Referring expression pointing data:
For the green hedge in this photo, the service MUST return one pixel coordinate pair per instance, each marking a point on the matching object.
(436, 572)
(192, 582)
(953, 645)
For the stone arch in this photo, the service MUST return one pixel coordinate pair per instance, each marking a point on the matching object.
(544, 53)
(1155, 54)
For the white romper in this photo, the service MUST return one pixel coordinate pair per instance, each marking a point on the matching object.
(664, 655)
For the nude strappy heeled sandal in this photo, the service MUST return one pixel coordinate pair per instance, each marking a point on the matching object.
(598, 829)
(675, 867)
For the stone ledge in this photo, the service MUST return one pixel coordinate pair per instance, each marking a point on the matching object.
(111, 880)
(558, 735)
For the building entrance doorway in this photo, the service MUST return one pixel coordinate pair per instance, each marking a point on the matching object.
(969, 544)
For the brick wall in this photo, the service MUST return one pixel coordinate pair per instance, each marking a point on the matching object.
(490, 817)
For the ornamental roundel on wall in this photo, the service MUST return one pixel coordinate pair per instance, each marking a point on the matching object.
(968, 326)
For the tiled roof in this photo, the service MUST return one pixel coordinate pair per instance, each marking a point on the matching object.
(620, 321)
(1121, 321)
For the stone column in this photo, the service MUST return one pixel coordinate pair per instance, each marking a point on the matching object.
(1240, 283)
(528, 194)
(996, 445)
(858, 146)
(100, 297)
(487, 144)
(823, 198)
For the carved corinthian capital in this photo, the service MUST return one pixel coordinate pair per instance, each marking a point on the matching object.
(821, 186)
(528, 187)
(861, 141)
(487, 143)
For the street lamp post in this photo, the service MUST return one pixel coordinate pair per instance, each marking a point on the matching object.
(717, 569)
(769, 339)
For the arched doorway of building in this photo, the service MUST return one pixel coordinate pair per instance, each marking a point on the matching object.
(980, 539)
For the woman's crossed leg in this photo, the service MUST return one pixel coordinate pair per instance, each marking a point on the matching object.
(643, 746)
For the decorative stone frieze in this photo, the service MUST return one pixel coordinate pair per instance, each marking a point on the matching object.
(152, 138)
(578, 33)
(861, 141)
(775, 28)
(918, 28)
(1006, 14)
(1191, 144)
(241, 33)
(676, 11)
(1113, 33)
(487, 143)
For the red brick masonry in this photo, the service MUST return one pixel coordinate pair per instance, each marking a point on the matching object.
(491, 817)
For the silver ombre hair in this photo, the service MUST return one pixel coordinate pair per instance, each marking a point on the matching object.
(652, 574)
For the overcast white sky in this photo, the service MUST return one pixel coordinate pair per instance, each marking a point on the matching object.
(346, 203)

PROMPT ::
To complete this exercise, set down every line above exactly once more.

RESPONSE AREA ::
For the green hedge in this photo, the service MUST return one pixel coordinate pair per instance, each marking a point on the matching object.
(436, 572)
(192, 582)
(953, 645)
For the stone arch in this photo, the service MUST return one pixel coordinate pair per instance, each marking a point on the matching object.
(544, 53)
(1155, 54)
For the white romper in this photo, the service MUST return one pixel coordinate pair per instance, each marking a point on the matching object.
(664, 655)
For the nude strappy heeled sandal in this photo, the service MUST return one pixel coordinate pair per instance, each marking a point on the matching object.
(598, 829)
(675, 867)
For the stone ledge in this photo, the service MUST return one pixel coordinate pair per instance, each marking a point on the matching object.
(111, 880)
(558, 735)
For the building entrance doorway in this photo, the service MUST return one pixel coordinate pair per instance, each marking a point on the matching object.
(969, 544)
For the brick wall in this photo, the service MUST return one pixel coordinate pair per instance, each marking a point on the matching object.
(490, 817)
For the ornamental roundel on wall in this photo, the service MUST return one pixel coordinate pair per instance, each marking a point on the matching object.
(968, 326)
For the tiled roof in this photo, the service MUST return one pixel coordinate pair per instance, each marking a point on the matching object.
(620, 321)
(1121, 321)
For the stone column in this photo, the service MUST return one pixel coordinate pair per instance, each marking a point on the matching object.
(1240, 283)
(528, 194)
(996, 445)
(858, 146)
(100, 297)
(487, 144)
(823, 198)
For the carved corinthian capital in this photo, the service MUST return one pixel coordinate pair per instance, each marking a point on the matching object.
(821, 186)
(528, 187)
(861, 141)
(487, 143)
For the street lamp post in this photo, the service MUST return one pixel coordinate pair per instance, each marking a point on the matching object.
(717, 569)
(769, 339)
For the arched doorway of building in this photo, the service MUST return one pixel coordinate pair per instance, each marking a point on the matching object.
(980, 539)
For the woman's crossed leg in this photo, the service MUST return one pixel coordinate pair per instance, each marking a point on the matching object.
(643, 746)
For the decorative stone frieze in this photo, the service MUST return one pixel coordinate pair per instance, each marking a point on the matching object.
(152, 138)
(578, 33)
(861, 141)
(775, 28)
(918, 28)
(1006, 14)
(1191, 144)
(241, 33)
(676, 11)
(1113, 33)
(487, 143)
For the red brick masonry in this photo, the service MUST return one pixel coordinate pair per instance, each marking a point on the matching object.
(491, 817)
For the silver ombre hair in this photo, the service MUST return one pixel coordinate pair per instance, each marking a point on the matching object.
(652, 574)
For the overcast white sky in this photo, the service MUST return one pixel coordinate pair per instance, each marking a point on the matching object.
(346, 203)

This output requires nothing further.